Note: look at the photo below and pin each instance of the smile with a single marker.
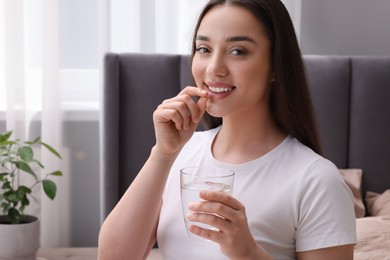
(219, 90)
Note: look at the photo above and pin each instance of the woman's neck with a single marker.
(245, 138)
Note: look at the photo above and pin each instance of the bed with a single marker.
(351, 96)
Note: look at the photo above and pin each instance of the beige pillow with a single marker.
(378, 204)
(373, 238)
(353, 178)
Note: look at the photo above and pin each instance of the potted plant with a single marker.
(19, 233)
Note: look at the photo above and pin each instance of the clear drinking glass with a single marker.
(198, 178)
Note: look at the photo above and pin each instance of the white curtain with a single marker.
(30, 89)
(34, 88)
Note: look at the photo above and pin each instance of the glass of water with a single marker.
(198, 178)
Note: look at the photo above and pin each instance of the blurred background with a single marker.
(51, 54)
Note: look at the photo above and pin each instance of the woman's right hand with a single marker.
(175, 120)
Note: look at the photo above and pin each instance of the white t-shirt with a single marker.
(295, 200)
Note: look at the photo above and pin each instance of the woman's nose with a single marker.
(217, 66)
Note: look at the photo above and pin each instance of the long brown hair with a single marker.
(290, 98)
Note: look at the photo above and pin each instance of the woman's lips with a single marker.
(219, 90)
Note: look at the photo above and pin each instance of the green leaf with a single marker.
(4, 136)
(25, 167)
(39, 163)
(49, 188)
(51, 149)
(11, 196)
(56, 173)
(36, 140)
(26, 153)
(22, 192)
(6, 143)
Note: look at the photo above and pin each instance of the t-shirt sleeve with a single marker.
(326, 215)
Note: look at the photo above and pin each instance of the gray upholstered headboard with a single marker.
(351, 97)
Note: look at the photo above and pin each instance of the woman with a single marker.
(288, 201)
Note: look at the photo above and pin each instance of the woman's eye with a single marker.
(202, 50)
(238, 52)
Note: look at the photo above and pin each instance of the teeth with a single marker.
(220, 90)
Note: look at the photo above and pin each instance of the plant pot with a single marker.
(19, 241)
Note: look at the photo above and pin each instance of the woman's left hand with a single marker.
(227, 214)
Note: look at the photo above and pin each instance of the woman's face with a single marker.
(232, 61)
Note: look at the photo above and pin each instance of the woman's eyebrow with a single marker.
(238, 38)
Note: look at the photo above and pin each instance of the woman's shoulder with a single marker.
(308, 160)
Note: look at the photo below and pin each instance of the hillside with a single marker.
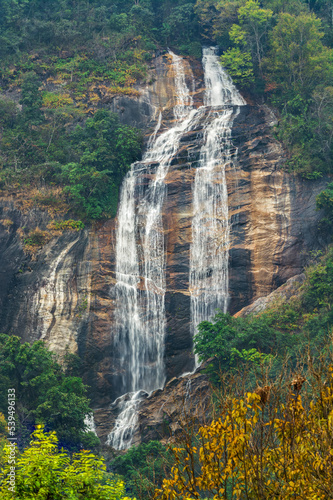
(166, 215)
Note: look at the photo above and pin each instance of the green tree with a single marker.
(254, 22)
(324, 201)
(44, 392)
(239, 65)
(298, 61)
(44, 472)
(104, 150)
(31, 100)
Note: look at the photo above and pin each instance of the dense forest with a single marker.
(63, 150)
(62, 61)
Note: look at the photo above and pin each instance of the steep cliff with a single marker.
(66, 295)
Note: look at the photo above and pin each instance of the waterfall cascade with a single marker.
(140, 288)
(140, 251)
(210, 223)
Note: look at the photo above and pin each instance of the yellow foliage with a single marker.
(252, 452)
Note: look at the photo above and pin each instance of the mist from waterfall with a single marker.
(209, 256)
(140, 287)
(140, 250)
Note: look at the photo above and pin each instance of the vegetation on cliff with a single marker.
(62, 61)
(45, 472)
(48, 393)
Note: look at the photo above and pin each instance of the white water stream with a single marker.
(209, 256)
(140, 251)
(140, 308)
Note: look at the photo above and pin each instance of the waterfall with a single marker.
(210, 224)
(140, 318)
(140, 266)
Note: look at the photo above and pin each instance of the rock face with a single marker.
(282, 294)
(66, 296)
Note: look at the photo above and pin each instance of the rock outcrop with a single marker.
(66, 295)
(284, 293)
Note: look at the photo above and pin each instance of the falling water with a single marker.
(210, 223)
(140, 308)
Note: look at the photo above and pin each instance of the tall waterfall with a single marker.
(140, 268)
(210, 223)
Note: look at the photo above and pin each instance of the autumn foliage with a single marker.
(260, 450)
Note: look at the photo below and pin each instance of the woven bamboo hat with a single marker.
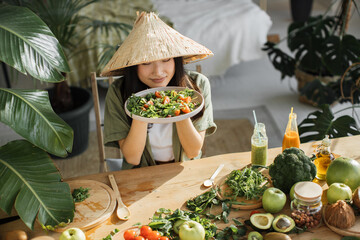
(151, 40)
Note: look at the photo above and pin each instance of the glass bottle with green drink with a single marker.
(259, 145)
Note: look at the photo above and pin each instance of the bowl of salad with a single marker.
(164, 104)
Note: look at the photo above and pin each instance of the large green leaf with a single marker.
(30, 180)
(340, 53)
(318, 124)
(29, 113)
(29, 46)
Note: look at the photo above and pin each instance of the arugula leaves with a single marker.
(248, 183)
(162, 104)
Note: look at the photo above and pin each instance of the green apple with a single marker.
(177, 225)
(191, 230)
(273, 200)
(338, 191)
(73, 234)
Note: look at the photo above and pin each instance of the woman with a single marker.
(153, 55)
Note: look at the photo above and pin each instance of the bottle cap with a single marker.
(308, 191)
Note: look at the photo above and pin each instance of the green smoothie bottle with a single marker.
(259, 145)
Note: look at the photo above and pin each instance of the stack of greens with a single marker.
(162, 104)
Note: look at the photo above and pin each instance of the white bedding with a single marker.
(235, 30)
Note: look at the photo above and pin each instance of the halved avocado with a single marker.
(255, 236)
(261, 221)
(283, 223)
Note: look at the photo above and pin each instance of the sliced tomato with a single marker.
(157, 94)
(129, 234)
(185, 109)
(166, 100)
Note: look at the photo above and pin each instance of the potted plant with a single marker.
(322, 52)
(71, 28)
(27, 173)
(325, 66)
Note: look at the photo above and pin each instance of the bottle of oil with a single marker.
(323, 158)
(291, 136)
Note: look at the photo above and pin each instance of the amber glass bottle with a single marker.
(323, 158)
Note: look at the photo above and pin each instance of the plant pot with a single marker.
(300, 9)
(78, 118)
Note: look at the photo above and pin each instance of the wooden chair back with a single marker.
(103, 165)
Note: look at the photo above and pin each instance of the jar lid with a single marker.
(307, 191)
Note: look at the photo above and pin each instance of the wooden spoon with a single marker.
(122, 211)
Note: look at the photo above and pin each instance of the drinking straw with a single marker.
(254, 117)
(256, 122)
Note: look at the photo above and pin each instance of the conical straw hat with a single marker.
(150, 40)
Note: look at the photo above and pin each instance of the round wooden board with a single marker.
(354, 231)
(248, 204)
(95, 209)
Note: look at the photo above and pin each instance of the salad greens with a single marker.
(162, 104)
(248, 183)
(80, 194)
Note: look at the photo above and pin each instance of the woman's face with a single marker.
(157, 73)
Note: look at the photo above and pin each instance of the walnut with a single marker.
(340, 215)
(356, 198)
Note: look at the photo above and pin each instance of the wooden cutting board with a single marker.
(95, 209)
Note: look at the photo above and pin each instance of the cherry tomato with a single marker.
(185, 109)
(187, 99)
(166, 100)
(139, 238)
(145, 231)
(157, 94)
(154, 235)
(129, 234)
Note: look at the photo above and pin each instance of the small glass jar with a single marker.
(306, 206)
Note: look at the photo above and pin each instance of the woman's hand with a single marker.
(133, 145)
(191, 140)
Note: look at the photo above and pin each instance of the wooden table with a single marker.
(168, 186)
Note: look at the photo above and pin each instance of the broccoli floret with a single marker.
(290, 167)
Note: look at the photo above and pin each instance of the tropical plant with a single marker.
(29, 180)
(71, 28)
(321, 48)
(321, 123)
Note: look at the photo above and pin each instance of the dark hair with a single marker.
(132, 83)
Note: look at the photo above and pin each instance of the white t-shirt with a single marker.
(160, 136)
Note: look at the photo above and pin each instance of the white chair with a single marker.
(106, 164)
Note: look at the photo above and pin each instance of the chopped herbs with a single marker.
(248, 183)
(162, 104)
(80, 194)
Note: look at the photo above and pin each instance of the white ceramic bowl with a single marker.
(197, 97)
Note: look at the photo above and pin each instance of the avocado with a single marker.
(276, 236)
(254, 236)
(283, 223)
(261, 221)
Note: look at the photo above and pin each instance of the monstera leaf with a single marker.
(318, 124)
(21, 108)
(28, 45)
(30, 180)
(340, 53)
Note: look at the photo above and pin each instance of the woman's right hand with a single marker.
(133, 145)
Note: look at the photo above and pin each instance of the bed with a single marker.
(235, 30)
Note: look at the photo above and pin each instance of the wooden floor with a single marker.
(231, 136)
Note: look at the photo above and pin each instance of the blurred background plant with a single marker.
(325, 67)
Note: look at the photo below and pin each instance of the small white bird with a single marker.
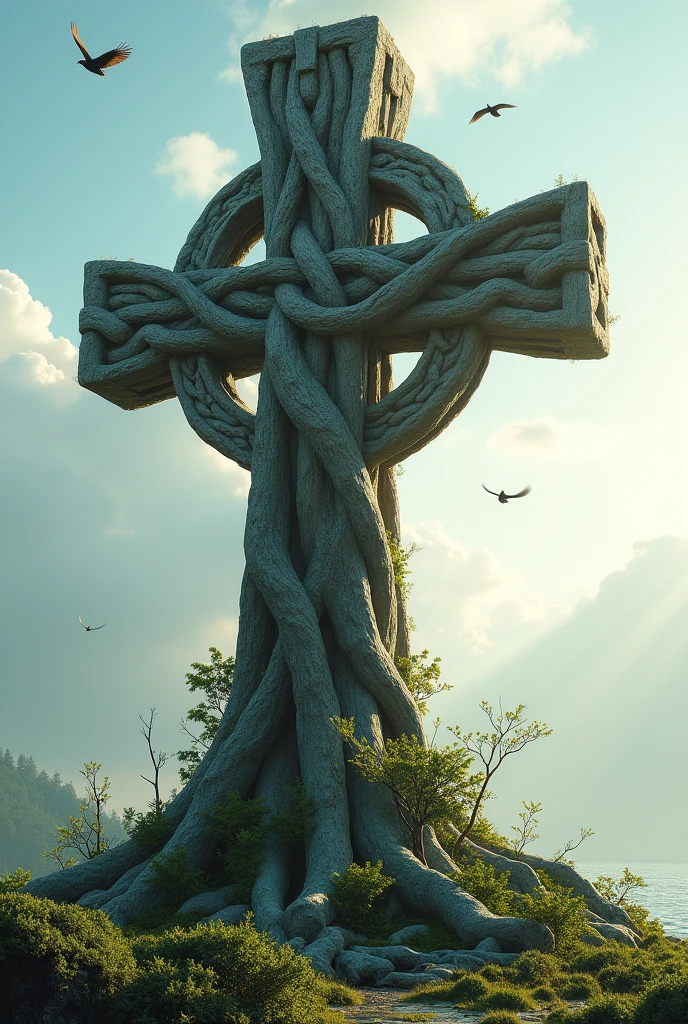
(495, 111)
(505, 498)
(89, 629)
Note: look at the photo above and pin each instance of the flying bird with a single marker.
(89, 629)
(505, 498)
(95, 65)
(495, 111)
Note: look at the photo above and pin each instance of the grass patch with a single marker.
(506, 998)
(337, 993)
(577, 986)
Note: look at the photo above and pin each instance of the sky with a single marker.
(571, 601)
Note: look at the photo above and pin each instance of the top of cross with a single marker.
(331, 107)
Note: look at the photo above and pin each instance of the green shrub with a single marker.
(176, 878)
(501, 1017)
(152, 830)
(609, 1010)
(56, 954)
(667, 1001)
(577, 986)
(480, 880)
(360, 896)
(438, 936)
(592, 961)
(560, 1015)
(469, 987)
(175, 993)
(626, 979)
(492, 972)
(336, 993)
(240, 826)
(507, 998)
(266, 982)
(532, 967)
(559, 909)
(544, 993)
(13, 882)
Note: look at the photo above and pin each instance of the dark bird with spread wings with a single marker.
(95, 65)
(90, 629)
(505, 498)
(495, 111)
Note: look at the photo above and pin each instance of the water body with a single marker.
(667, 893)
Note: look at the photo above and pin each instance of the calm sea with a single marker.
(667, 893)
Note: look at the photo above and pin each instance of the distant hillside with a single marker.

§ Problem: Repeat the lines above, from the one containing "body with a single marker." to the final line, word for word and with nothing else.

§ Written answer:
Note: look at the photo above and pin each instance of the water body with a single marker.
(667, 893)
Note: look at the photo above and pin each instance of the calm sea with a single marker.
(667, 893)
Note: look at the photo above and pin each instance of the distant hillside with a single marker.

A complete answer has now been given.